» **DOCUMENT PASSAGE**
Bank robberies in Colorado have fallen from a post-pandemic national high and people — including the convicted robbers themselves — say it has to do with increased federal prosecutions and the likelihood of federal prison time.
Colorado now ranks third highest in the nation when it comes to the number of bank robberies, behind Illinois and California.
That is a decline from 2021, when Colorado ranked first in the country at 191 robberies that year. That was more bank robberies than in California or Texas or anywhere else.
It was an embarrassing distinction for Colorado. Bank robbers were hitting multiple banks in single days. One robber hit 12 banks between November 2021 and January 2022 in Denver, Boulder, Longmont and Westminster. Another bank on East Colfax Avenue was burglarized four times in 2021, including twice in two days in October 2021.
Experts said at the time they believed the high numbers in Colorado were a result of “despair.” The convicted robbers told authorities they were mostly supporting fentanyl addictions.
“This is a high-risk, low-reward type of crime,” said FBI Denver’s Special Agent in Charge Mark Michalek. “I think there is a false sense out there that this is easy money. There is an unrealistic view that you’re going to get a ton of money or that you’re going to get away with it.”
The numbers in 2024 show a dramatic decrease.
The U.S. Attorney’s Office says there were 151 robberies in the Denver metro area in 2021 and in 2024, there were only 34.
In 2021, federal prosecutors took note of the problem and decided to dedicate more resources to it. In 2020, the feds filed 20 bank robbery charges in Colorado and in 2021, that number jumped to 75 and then 86 the following year.
The convictions were mostly successful and the defendants were receiving between 16- and 19-year prison sentences without the chance of parole.
Matt Kirsch, the acting U.S. Attorney in Colorado, said their investigations revealed that potential bank robbers and convicted bank robbers actually talked to each other.
“One of the things they talked about was the likelihood of federal prosecution and the more they thought federal prosecution was likely, the less interested they were in robbing banks,” Kirsch said. “I’ve not often heard of such a direct tie in the minds of potential criminals between federal prosecution and their decision to commit a crime.”
Kirsch stressed the low dollar amounts many of these robbers are walking away with. It’s not a movie-style massive bag of money. Usually, a couple of thousand dollars is the average haul for a bank hit. But in a review of criminal complaints over several years, some only stole $650 while others got $3,000 or $4,000.
“I’m not trying to minimize that amount of money but compared to the risk of federal prosecution, it’s not a very big haul,” Kirsch said. “The conversations that we’re aware of between these folks made us understand that they were aware of it too.”
Earlier this month, Flozell Beasley, 72, was convicted of robbing two banks, two credit unions and a taco shop in Denver between May and July 2023.
Beasley was a recently convicted felon who had gotten out of prison and began robbing banks again, according to the U.S. Attorney’s Office.
He entered banks downtown with demand notes and a black semi-automatic handgun. In the hits, Beasely wore construction-type clothes, a hard hat and a yellow vest, and told the tellers to hurry up, while demanding specific types of currency, 5s, 10s and 100s.
On June 19, 2023, he attempted to enter a bank that was closed for the Juneteenth holiday and so went to a neighboring taco business instead and robbed it, wearing the same type of garb. In at least two of the hits, he wore the same hard hat with a logo on it.
Kirsch said beyond the fact the feds weren’t prosecuting bank robbers as much in 2019 and 2020, he also thinks the pandemic, with the ubiquity and expectation that everyone wears a mask inside, hurt the safety cause inside banks.
“When the wearing of a mask in a bank has become normalized, all of the sudden you can get all the way to the counter without attracting any suspicion,” he said. “I’m not sure it caused the rise, but it certainly contributed to it.”

» **LIST OF TASKS**
**a)** In the Colorado bank robbery article, reproduce the passage between "Earlier this month, Flozell" and "U.S. Attorney’s Office.", inclusive, swapping "taco shop" for "burrito stand".
**b)** Answer these questions from the Colorado bank robbery article:
(i) In 2021, where did Colorado rank nationally in bank robberies, and how many were there?
(ii) How many bank robbery charges did federal prosecutors file in Colorado in 2020?
(iii) What clothing did Beasley wear during the robberies?
The data after this point comes from a different source than the Colorado bank robbery article.

» **EXTRACTED RECORDS**
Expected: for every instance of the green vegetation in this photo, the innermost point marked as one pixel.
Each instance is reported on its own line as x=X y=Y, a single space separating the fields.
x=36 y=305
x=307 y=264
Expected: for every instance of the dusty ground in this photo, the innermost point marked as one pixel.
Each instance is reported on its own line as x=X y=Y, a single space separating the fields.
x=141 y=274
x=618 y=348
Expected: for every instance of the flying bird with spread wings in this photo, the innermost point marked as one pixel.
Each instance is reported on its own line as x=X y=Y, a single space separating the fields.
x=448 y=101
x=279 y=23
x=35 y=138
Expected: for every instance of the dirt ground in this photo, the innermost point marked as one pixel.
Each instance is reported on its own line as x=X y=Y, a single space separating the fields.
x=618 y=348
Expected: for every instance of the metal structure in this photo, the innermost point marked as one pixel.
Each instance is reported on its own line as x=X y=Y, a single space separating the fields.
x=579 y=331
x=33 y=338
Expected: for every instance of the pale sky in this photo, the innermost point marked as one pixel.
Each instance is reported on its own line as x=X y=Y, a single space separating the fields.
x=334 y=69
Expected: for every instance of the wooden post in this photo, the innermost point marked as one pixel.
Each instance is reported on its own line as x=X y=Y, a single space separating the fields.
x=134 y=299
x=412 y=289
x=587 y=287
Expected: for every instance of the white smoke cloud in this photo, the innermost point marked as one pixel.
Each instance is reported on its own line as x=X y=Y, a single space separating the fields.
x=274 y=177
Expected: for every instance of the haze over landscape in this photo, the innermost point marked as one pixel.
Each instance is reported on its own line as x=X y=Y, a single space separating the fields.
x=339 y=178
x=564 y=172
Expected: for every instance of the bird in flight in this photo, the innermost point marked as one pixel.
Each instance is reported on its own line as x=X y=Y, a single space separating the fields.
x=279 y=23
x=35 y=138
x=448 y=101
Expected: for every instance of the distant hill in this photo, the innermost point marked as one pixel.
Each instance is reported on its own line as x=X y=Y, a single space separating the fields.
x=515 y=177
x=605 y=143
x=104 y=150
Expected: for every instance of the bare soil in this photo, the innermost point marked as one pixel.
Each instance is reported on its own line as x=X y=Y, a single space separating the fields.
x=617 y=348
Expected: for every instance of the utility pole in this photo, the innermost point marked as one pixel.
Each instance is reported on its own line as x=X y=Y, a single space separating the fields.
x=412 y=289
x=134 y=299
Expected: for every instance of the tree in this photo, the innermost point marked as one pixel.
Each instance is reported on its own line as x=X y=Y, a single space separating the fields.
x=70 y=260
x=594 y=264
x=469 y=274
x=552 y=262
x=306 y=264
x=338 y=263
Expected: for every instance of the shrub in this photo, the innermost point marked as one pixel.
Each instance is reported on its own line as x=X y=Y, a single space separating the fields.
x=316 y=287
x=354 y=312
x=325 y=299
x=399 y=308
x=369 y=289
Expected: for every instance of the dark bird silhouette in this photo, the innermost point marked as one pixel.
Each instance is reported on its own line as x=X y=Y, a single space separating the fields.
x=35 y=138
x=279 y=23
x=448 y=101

» **SOLUTIONS TO THE TASKS**
**a)**
Earlier this month, Flozell Beasley, 72, was convicted of robbing two banks, two credit unions and a burrito stand in Denver between May and July 2023.
Beasley was a recently convicted felon who had gotten out of prison and began robbing banks again, according to the U.S. Attorney’s Office.

**b)**
(i) First in the country, with 191 robberies.
(ii) 20.
(iii) Construction-type clothes, a hard hat and a yellow vest.